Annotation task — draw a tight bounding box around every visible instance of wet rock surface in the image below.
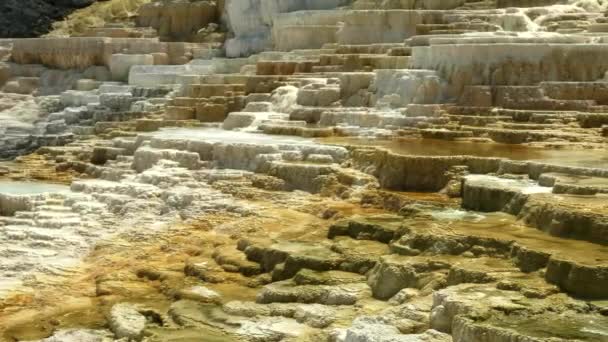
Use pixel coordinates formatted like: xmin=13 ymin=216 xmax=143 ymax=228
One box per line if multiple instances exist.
xmin=0 ymin=0 xmax=95 ymax=38
xmin=0 ymin=0 xmax=608 ymax=342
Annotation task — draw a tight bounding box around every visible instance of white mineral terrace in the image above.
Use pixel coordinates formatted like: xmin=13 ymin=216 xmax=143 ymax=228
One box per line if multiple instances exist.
xmin=0 ymin=0 xmax=608 ymax=342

» **Problem to work on**
Rewrite all of the records above so that every "bounding box" becomes "rectangle", leaving everything else unchanged. Leave the pictures out of your answer.

» **Task solution**
Annotation task — draw a tight rectangle around every visible instance of wet rock surface in the image below.
Use pixel coordinates formatted like: xmin=13 ymin=216 xmax=143 ymax=228
One box per line if multiple instances exist.
xmin=0 ymin=0 xmax=95 ymax=38
xmin=0 ymin=0 xmax=608 ymax=342
Annotation task — draw a tight rectangle around every visible instance of white mineral terrace in the image above.
Use pixel coordinates formatted like: xmin=13 ymin=216 xmax=143 ymax=228
One box per line if multiple instances exist.
xmin=0 ymin=0 xmax=608 ymax=342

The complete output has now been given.